─── Extract to read ───
But the bridge isn’t a pedestrian bridge – it’s actually got a drawbridge at the end blocking us. A few nimble punters are trying to pick their way across and around the drawbridge – there are enough places along the edge of the structure to put your feet, at least if you have the grip of a mountain goat – and Tammy is briefly keen to join them until we point out that while she might make it across, her Mosrite would most likely end up in the canal.

Putting her guitar’s safety before her own, Tammy reluctantly follows us another several hundred metres to the next proper bridge. I’m about to collapse under the box of T-shirts – I briefly have a vision of John Cleese buried under the boulder in the stoning scene of Monty Python’s Life Of Brian, arms and legs protruding – and for the rest of the way Tammy and I share the load, walking like crabs with the box between us.

Once we’re finally over the bridge it’s time to find a cab for seven people (including Jules) plus gear. That proves a predictably hard ask in the small hours of a Saturday morning in Amsterdam, so we end up flagging down two vehicles. Unfortunately the cabs aren’t allowed into the red-light district between 8pm and 7am, when it essentially turns into a giant shopping mall for sex-mad tourists, so we’re forced to walk some more.

Inevitably we end up taking a wrong turn and find ourselves further from our destination than from where we started. Andy pulls out his Android and lets his GPS do the work. We set out back on the correct path, except for Gregor and Richie. Gregor is particularly adamant we’re going the wrong way, so we let them struggle on with the cardboard box.

Once we’re safely back at the Crown, Tammy immediately starts to worry about Richie and Gregor and plunges back out into the night. I start worrying about Tammy wandering around the district and chase after her, past the writhing girls in windows and gangs of sex tourists who point and stare and haggle over prices. We quickly find Richie and Gregor, Richie staggering under the weight of the box. We take it off him and once again, like a pair of drunken crabs, we lurch our way back to the hotel.
─── Items ───
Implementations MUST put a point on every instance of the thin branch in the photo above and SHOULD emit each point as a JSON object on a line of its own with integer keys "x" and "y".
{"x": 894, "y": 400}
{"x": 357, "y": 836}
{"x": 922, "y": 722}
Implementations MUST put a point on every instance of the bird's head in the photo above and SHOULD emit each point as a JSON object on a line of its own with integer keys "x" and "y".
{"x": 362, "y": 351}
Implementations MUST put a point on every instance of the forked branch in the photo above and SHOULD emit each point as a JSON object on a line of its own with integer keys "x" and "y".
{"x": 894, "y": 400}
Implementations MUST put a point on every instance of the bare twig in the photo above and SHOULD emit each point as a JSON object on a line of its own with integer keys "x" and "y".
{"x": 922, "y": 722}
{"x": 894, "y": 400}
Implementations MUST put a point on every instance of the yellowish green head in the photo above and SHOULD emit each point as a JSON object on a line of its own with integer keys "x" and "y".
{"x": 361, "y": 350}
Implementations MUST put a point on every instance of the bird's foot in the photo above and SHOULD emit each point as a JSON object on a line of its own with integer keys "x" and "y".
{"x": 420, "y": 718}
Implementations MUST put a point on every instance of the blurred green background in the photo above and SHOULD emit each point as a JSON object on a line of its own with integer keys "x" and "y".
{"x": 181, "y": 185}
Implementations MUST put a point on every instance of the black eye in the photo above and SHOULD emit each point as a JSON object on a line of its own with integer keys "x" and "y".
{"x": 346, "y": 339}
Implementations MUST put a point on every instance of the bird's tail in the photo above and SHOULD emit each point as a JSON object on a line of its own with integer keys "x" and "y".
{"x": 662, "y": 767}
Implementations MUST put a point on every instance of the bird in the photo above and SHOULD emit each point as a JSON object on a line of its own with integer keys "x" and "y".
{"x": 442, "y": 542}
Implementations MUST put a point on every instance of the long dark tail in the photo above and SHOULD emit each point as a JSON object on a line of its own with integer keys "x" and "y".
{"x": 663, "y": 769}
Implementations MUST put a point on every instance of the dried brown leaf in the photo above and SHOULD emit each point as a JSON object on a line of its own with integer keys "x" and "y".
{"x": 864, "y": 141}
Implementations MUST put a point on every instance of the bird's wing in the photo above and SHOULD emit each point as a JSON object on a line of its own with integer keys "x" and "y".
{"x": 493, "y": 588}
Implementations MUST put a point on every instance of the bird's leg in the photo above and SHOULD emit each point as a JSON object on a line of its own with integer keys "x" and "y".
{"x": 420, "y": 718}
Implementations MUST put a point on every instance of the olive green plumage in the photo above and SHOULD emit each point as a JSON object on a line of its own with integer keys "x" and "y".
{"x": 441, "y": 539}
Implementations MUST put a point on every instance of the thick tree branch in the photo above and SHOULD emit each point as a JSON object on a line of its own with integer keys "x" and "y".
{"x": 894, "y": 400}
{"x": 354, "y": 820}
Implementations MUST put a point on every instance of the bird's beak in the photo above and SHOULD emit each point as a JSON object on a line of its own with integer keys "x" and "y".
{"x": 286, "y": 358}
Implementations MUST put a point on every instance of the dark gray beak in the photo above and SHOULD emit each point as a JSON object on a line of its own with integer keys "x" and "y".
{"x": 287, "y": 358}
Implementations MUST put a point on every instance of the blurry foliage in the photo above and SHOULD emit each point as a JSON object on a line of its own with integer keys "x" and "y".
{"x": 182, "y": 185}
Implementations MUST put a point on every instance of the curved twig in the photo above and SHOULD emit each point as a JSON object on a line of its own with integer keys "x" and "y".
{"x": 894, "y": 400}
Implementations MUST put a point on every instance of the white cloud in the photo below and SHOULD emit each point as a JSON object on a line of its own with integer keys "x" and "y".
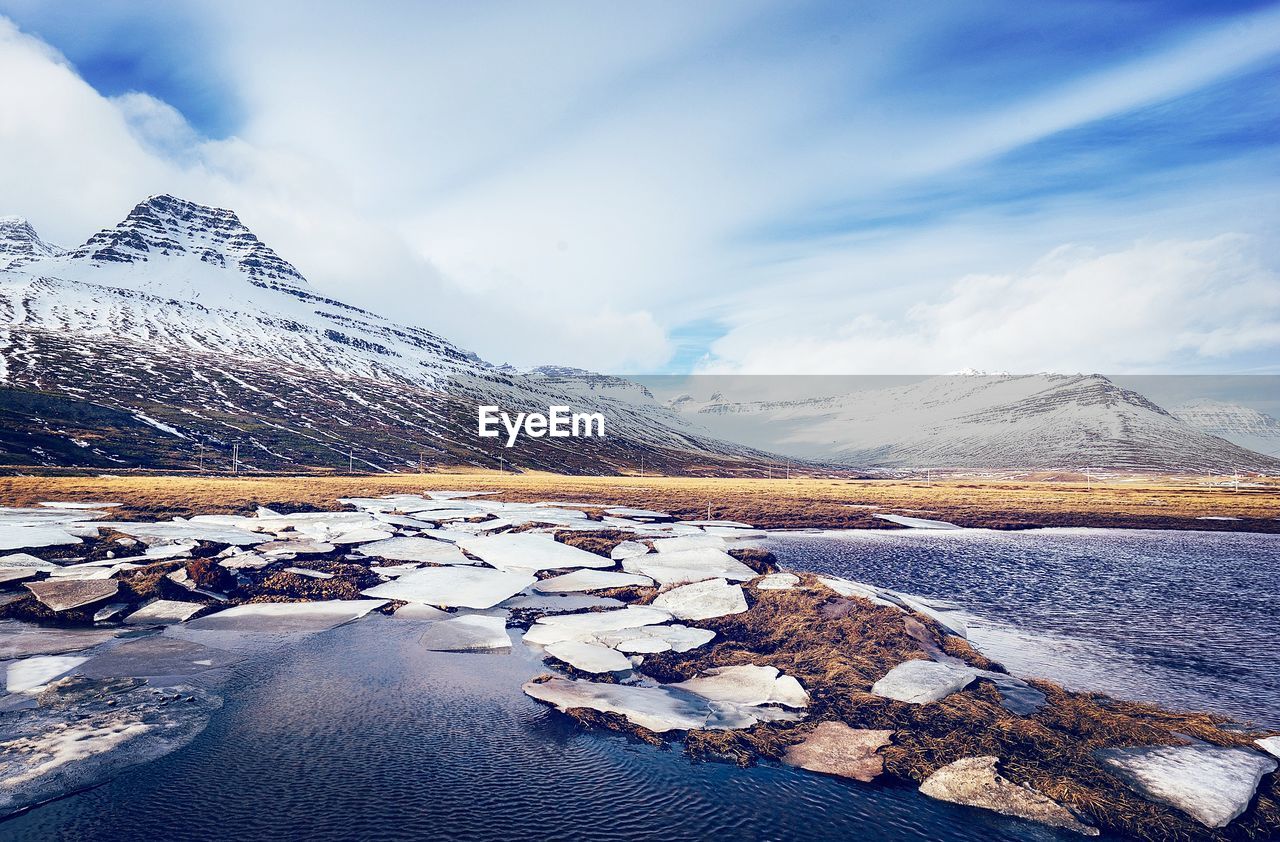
{"x": 567, "y": 183}
{"x": 1134, "y": 310}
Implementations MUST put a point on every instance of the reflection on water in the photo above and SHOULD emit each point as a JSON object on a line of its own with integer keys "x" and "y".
{"x": 361, "y": 733}
{"x": 1180, "y": 618}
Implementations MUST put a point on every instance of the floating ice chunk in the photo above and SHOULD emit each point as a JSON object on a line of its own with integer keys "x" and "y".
{"x": 833, "y": 747}
{"x": 18, "y": 538}
{"x": 849, "y": 587}
{"x": 32, "y": 673}
{"x": 703, "y": 600}
{"x": 307, "y": 572}
{"x": 654, "y": 639}
{"x": 65, "y": 594}
{"x": 26, "y": 561}
{"x": 680, "y": 567}
{"x": 179, "y": 530}
{"x": 923, "y": 681}
{"x": 777, "y": 582}
{"x": 974, "y": 782}
{"x": 295, "y": 547}
{"x": 16, "y": 573}
{"x": 592, "y": 658}
{"x": 1210, "y": 783}
{"x": 530, "y": 553}
{"x": 653, "y": 708}
{"x": 155, "y": 655}
{"x": 163, "y": 611}
{"x": 287, "y": 617}
{"x": 415, "y": 549}
{"x": 688, "y": 543}
{"x": 748, "y": 685}
{"x": 549, "y": 630}
{"x": 627, "y": 549}
{"x": 453, "y": 586}
{"x": 417, "y": 611}
{"x": 19, "y": 640}
{"x": 469, "y": 632}
{"x": 917, "y": 522}
{"x": 589, "y": 580}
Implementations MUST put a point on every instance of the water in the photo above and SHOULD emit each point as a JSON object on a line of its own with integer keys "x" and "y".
{"x": 359, "y": 732}
{"x": 1180, "y": 618}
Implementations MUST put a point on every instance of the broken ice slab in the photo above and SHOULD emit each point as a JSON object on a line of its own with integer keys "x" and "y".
{"x": 287, "y": 617}
{"x": 530, "y": 553}
{"x": 453, "y": 586}
{"x": 469, "y": 632}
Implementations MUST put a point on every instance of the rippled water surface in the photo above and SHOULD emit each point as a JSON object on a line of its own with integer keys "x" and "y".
{"x": 361, "y": 733}
{"x": 1178, "y": 617}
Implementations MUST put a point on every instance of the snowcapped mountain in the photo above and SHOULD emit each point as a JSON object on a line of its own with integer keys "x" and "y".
{"x": 979, "y": 422}
{"x": 177, "y": 334}
{"x": 19, "y": 243}
{"x": 1240, "y": 425}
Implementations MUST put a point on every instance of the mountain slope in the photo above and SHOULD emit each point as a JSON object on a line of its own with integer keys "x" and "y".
{"x": 184, "y": 320}
{"x": 1239, "y": 425}
{"x": 984, "y": 422}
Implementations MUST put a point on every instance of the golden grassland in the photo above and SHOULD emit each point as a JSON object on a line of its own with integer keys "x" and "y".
{"x": 777, "y": 503}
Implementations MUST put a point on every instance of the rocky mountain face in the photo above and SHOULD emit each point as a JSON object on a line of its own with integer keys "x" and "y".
{"x": 19, "y": 243}
{"x": 981, "y": 422}
{"x": 176, "y": 335}
{"x": 1240, "y": 425}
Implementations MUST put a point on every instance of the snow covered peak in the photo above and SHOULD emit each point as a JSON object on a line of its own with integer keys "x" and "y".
{"x": 170, "y": 227}
{"x": 19, "y": 243}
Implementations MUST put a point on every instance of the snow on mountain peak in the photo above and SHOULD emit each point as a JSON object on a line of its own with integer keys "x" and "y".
{"x": 168, "y": 227}
{"x": 19, "y": 243}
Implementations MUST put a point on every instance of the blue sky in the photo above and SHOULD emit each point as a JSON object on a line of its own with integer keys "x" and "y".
{"x": 872, "y": 187}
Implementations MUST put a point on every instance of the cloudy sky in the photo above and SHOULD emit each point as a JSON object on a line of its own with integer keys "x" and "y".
{"x": 671, "y": 187}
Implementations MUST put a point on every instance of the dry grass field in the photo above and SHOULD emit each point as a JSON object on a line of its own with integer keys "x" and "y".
{"x": 1136, "y": 502}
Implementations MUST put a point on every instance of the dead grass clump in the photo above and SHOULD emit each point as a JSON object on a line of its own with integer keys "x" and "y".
{"x": 760, "y": 561}
{"x": 286, "y": 586}
{"x": 740, "y": 747}
{"x": 600, "y": 541}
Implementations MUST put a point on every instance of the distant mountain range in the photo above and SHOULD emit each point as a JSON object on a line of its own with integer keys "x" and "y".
{"x": 176, "y": 335}
{"x": 987, "y": 422}
{"x": 177, "y": 339}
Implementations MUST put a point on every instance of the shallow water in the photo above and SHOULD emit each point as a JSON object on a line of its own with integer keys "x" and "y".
{"x": 359, "y": 732}
{"x": 1176, "y": 617}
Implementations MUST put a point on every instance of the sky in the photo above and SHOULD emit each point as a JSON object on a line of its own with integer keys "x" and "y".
{"x": 737, "y": 187}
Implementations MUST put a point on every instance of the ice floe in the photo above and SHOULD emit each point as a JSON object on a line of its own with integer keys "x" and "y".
{"x": 415, "y": 549}
{"x": 777, "y": 582}
{"x": 681, "y": 567}
{"x": 589, "y": 580}
{"x": 923, "y": 681}
{"x": 530, "y": 553}
{"x": 164, "y": 611}
{"x": 592, "y": 658}
{"x": 33, "y": 673}
{"x": 1210, "y": 783}
{"x": 65, "y": 594}
{"x": 974, "y": 782}
{"x": 469, "y": 632}
{"x": 703, "y": 600}
{"x": 836, "y": 749}
{"x": 287, "y": 617}
{"x": 453, "y": 586}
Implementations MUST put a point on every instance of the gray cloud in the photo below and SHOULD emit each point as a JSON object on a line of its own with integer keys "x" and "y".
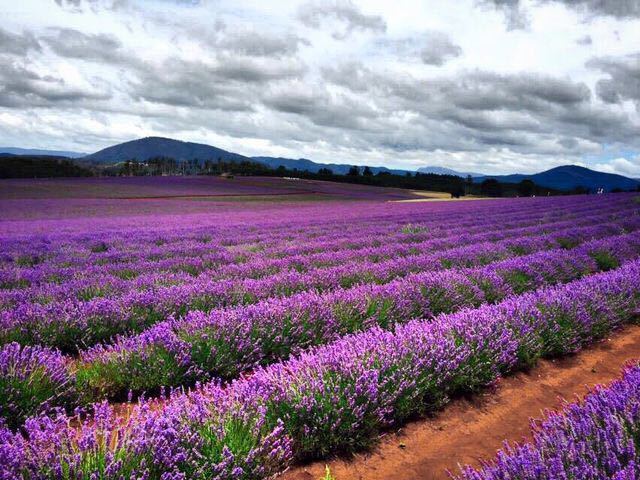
{"x": 21, "y": 86}
{"x": 613, "y": 8}
{"x": 624, "y": 78}
{"x": 586, "y": 40}
{"x": 527, "y": 112}
{"x": 17, "y": 43}
{"x": 71, "y": 43}
{"x": 432, "y": 47}
{"x": 439, "y": 49}
{"x": 517, "y": 17}
{"x": 314, "y": 14}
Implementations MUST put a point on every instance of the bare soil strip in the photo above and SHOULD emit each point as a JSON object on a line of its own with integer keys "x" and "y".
{"x": 470, "y": 429}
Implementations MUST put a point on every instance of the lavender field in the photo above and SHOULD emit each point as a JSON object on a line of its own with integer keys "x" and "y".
{"x": 159, "y": 331}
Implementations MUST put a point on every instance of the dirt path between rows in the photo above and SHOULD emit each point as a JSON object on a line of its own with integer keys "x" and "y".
{"x": 467, "y": 430}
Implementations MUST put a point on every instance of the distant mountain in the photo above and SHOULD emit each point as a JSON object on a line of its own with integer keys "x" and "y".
{"x": 447, "y": 171}
{"x": 304, "y": 164}
{"x": 149, "y": 147}
{"x": 36, "y": 151}
{"x": 569, "y": 177}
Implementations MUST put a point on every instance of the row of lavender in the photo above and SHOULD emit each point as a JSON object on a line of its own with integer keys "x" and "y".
{"x": 333, "y": 398}
{"x": 68, "y": 323}
{"x": 185, "y": 257}
{"x": 590, "y": 440}
{"x": 50, "y": 280}
{"x": 83, "y": 249}
{"x": 178, "y": 238}
{"x": 225, "y": 343}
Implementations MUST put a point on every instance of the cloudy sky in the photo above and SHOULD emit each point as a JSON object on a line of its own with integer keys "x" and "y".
{"x": 495, "y": 86}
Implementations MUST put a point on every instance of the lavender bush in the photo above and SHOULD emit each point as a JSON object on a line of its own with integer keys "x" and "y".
{"x": 32, "y": 380}
{"x": 332, "y": 398}
{"x": 591, "y": 440}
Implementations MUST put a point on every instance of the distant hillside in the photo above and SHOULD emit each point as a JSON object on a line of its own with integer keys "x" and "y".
{"x": 447, "y": 171}
{"x": 569, "y": 177}
{"x": 149, "y": 147}
{"x": 36, "y": 151}
{"x": 304, "y": 164}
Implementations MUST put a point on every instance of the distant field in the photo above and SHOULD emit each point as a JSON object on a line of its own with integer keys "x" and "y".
{"x": 190, "y": 187}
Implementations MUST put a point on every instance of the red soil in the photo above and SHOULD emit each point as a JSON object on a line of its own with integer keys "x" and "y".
{"x": 470, "y": 429}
───
◆ Set task 1: In the account of the late-night walk through Amsterdam, replace "canal" with "river" and write out the passage that opens with "But the bridge" and closes with "in the canal.".
◆ Set task 2: Translate this sentence from the account of the late-night walk through Amsterdam into Spanish: "Andy pulls out his Android and lets his GPS do the work."
◆ Set task 3: Write what comes next in the account of the late-night walk through Amsterdam, picking up after its final sentence.

◆ Expected answer 1:
But the bridge isn’t a pedestrian bridge – it’s actually got a drawbridge at the end blocking us. A few nimble punters are trying to pick their way across and around the drawbridge – there are enough places along the edge of the structure to put your feet, at least if you have the grip of a mountain goat – and Tammy is briefly keen to join them until we point out that while she might make it across, her Mosrite would most likely end up in the river.

◆ Expected answer 2: Andy saca su Android y deja que su GPS haga el trabajo.

◆ Expected answer 3:
It’s four in the morning before anyone gets to bed.

WE’RE up at seven. All six of us need to have showers and be ready in time to make it to Central Station for the train trip to Lille, which leaves at 9.45am. To my surprise, the operation all runs with uncharacteristically military precision and everyone’s showered and ready by half-eight, even if they still feel half dead. “Well done, band,” I say. “Speed and efficiency.”

It’s pouring rain, though, which is a problem, considering the gear – it’s too far to walk with it to Central, and too short for any self-respecting Amsterdam cabbie to bother with. I remember Stackers’ resolve in the face of adversity the night before – “there’s always a way” – and make for the station myself. For getting soaked to the skin, I’m rewarded when I spot a seven-seater cab on the rank which charges 25 Euro to drive me back to the hotel, pick up the band and get us to the station. Cab whisperer is added to my job description.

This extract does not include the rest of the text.